→ **CONSIGNE 1**:
Répondez à ces questions à partir du texte :
(a) Qu'est-ce qui sépare le dedans du dehors ?
(b) Qu'est-ce qui n'a pas été mis dans le poêle ?
(c) Quelle température, d'après la note, n'est pas tout exceptionnelle au Saguenay ?
→ **CONSIGNE 2**:
Relevez toutes les phrases interrogatives du texte qui viennent après la phrase « Une frontière avec un douanier pas vite vite sépare mon dedans de mon dehors. »

═════ TEXTE ═════

En dehors ou en dedans, mais pas les deux en même temps.

Commment ça se passe pour une aspie ?

Une frontière avec un douanier pas vite vite sépare mon dedans de mon dehors. La traversée, à tout coup, ne se fait pas sans heurts. Je dois choisir, je m’occupe soit de l’info en dedans, ou de celle de dehors, mais je ne peux pas me couper en deux, avec un pied dans chaque pays. Il y a une seule voie pour le traitement, et ça n’empêche pas les renseignements de vouloir tous passer en même temps, sans égard pour l’handicapant embouteillage qui s’en suivra.

J’ai froid ? Plus de sons plus d’images.

Chauffage aux granules

Combien de fois mon conjoint entre à la maison en me trouvant recroquevillée dans une immense couverture en grelottant. Il me regarde alors avec ce petit air amusé et demande : Ça va ? Et moi de répondre : Non !!! On gèle, j’ai froid partout, je n’arrive pas à me réchauffer. Il s’informe à savoir si j’ai bien mis des granules dans le poêle, et bien entendu, je ne l’ai pas fait. Pourquoi ? Pas parce que je ne suis pas débrouillarde, c’est simplement que si l’information de la température est trop intense, je n’ai plus accès à rien. C’est la panique. La solution est à portée de main, mais elle est invisible, je suis de l’autre côté. Sans exception, à chaque fois, je me trouve vraiment épouvantablement nouille. Je répète que la prochaine fois que je serai transi j’y penserai, je me le répète mentalement, je le dis tout haut, mais c’est une cause perdue. Si le foyer cesse d’être alimenté et que la température descend trop, je franchis cette ligne de non-retour. Je n’ai plus d’accès à ma logique. Lorsqu’il doit dormir à l’extérieur, il mandate les enfants d’y penser, il leur donne cette responsabilité. J’ai honte parfois. Je suis une super maman, qui offre du temps de qualité à ses enfants, mais pour ces simples choses de la vie, mon profil de maman Asperger me fait parfois me sentir inadéquate.

Note. Des températures de -40°C  (-40°F) ne sont pas tout exceptionnelles au Saguenay. Il est fortement recommandé de chauffer la maison. Rire.

J’ai chaud ? Mon cerveau se transforme en gibelotte.

═════ DONNÉES FOURNIES ═════

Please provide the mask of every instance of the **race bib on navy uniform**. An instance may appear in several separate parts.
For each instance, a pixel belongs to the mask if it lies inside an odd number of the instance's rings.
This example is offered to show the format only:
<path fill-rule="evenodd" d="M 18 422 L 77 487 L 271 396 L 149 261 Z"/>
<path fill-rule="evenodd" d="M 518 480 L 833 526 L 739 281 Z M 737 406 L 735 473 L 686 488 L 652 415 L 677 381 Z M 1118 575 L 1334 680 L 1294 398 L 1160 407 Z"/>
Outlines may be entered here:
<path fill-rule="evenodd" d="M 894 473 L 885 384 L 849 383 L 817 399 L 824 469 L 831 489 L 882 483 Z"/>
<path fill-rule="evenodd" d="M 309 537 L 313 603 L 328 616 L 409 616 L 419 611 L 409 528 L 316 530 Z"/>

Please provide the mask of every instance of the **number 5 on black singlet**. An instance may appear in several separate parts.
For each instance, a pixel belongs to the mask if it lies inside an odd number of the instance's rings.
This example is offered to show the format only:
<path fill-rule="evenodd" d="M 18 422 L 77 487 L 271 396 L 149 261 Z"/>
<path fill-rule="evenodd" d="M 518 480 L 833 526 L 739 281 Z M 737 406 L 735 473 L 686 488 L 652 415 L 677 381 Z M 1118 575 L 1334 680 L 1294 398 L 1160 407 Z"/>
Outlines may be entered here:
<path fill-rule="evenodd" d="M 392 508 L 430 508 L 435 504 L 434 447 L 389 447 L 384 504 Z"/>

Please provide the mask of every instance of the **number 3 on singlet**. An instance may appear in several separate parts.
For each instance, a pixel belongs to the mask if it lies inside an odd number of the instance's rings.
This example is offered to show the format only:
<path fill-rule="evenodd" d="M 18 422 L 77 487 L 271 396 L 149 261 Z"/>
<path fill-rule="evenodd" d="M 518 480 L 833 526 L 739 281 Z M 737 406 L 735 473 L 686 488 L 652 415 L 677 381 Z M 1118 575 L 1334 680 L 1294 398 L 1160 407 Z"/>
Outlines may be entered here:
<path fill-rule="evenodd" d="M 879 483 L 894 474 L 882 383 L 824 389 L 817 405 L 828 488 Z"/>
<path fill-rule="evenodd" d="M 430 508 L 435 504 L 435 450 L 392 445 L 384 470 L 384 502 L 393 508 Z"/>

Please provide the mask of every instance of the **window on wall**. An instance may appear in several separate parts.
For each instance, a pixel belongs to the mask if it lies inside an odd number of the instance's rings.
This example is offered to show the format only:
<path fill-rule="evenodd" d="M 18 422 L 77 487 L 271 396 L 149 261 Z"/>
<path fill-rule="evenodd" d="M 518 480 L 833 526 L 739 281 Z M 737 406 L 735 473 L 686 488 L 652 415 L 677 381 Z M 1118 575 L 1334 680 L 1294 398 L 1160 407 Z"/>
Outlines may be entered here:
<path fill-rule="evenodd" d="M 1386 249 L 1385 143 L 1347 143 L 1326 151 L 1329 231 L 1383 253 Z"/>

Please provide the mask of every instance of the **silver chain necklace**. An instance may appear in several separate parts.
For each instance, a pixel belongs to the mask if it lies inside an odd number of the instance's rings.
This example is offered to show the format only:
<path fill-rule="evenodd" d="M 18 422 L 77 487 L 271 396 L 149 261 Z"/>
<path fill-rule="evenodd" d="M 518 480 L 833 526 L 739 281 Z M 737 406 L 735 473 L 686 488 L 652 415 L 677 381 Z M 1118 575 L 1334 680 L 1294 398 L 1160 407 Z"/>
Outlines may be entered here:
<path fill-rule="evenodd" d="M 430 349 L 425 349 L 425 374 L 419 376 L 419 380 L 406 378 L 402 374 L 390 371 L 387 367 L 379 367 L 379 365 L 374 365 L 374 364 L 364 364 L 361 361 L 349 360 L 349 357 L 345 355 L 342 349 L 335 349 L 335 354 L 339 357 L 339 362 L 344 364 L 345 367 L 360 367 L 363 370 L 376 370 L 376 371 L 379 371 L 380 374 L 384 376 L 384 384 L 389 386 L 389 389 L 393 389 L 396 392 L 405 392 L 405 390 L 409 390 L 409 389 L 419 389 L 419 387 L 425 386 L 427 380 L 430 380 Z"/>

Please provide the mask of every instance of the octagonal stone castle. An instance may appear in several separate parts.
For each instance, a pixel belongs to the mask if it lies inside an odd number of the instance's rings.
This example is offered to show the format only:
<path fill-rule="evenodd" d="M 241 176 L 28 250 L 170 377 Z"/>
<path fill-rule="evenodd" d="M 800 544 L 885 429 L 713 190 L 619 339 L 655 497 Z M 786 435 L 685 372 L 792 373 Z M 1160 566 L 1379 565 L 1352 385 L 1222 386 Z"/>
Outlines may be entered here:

═════

→ **RÉPONSE 1**:
(a) Une frontière avec un douanier pas vite vite.
(b) Des granules.
(c) -40 °C (-40 °F).

→ **RÉPONSE 2**:
J'ai froid ?
Ça va ?
Pourquoi ?
J'ai chaud ?